-------- Supplied text
I’m so excited for this journey and I can’t wait to share my experiences along the way!

Pregnancy & The Beauty of Grace

Hello again, friends!

As you can see clearly by scrolling down for about 5 seconds, I haven’t blogged at all since before I was pregnant.  The past six months have been a roller coaster for me health-wise, beginning with a scary month of medical testing that ended with my right ovary and fallopian tube being removed, continuing on to miraculously getting pregnant less than a month later, and…well, here we are, almost 22 weeks along with our sweet baby girl!

ULTRASOUND

When I found out I was pregnant, I had grand plans of continuing my health and exercise plans all the way through my pregnancy- juicing each morning, whole foods at each meal, yoga three times a week, basically chaturanga-ing my way to the birth of my child.  Boy, was I in for a surprise! While I felt excellent for the first few weeks, around 5.5 weeks I woke up with nausea and vomiting and literally didn’t stop until 13 weeks- no matter what hour of the day. If I so much as thought about juice, vegetables, or exercise I would throw up.  All my body could handle was carbohydrates and dairy, normal “nausea killers” made my nausea worse, and it was really all I could do to get out of bed in the morning.  It was honestly hard not to feel depressed or tell myself that I was a bad mother– I wanted so desperately to be giving my baby the active, healthy mom that she deserved, but my body quite literally couldn’t handle it.
----------------
-------- Information provided
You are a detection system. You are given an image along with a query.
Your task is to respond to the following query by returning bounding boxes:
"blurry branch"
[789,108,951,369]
----------------
-------- Information provided
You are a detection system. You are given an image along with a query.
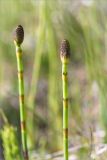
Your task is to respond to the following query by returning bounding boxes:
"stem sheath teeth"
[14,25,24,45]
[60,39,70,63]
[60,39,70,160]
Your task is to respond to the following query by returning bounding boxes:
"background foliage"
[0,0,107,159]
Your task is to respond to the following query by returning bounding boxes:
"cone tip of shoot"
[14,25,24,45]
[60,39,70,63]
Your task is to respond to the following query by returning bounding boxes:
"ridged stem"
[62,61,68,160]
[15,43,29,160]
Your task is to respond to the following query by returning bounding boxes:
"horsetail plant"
----------------
-------- Information provided
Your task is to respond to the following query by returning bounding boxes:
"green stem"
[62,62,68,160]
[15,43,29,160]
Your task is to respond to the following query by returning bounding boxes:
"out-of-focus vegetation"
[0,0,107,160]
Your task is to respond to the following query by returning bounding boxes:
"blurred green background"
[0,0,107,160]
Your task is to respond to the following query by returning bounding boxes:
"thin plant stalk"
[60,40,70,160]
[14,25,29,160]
----------------
### Tasks to carry out
**a.** Answer these questions from the pregnancy blog post.
(i) Which organs were removed after the month of medical testing?
(ii) How many weeks along is the pregnancy at the time of writing?
(iii) Between which weeks did the nausea and vomiting last?
**b.** Pick up the pregnancy blog post right after its last sentence and write the next paragraph.

### Task results
**a.**
(i) The right ovary and fallopian tube.
(ii) Almost 22 weeks.
(iii) From around 5.5 weeks until 13 weeks.

**b.**
I think that’s the first big lesson I learned through pregnancy- grace abounds! It didn’t matter that I laid on the couch all day and more or less subsisted on organic spaghetti-o’s (I promise I only ate organic ones!), my baby was still growing strong and healthy, and my nutrient levels remained optimal. When I was too tired to even stand through one song during Sunday morning worship, the Lord met me as I journaled, seated in the back of the sanctuary where I could run to the bathroom if needed.  And by the time I was able to return to my yoga practice in the second trimester, I found that much of my strength and flexibility remained.  Grace.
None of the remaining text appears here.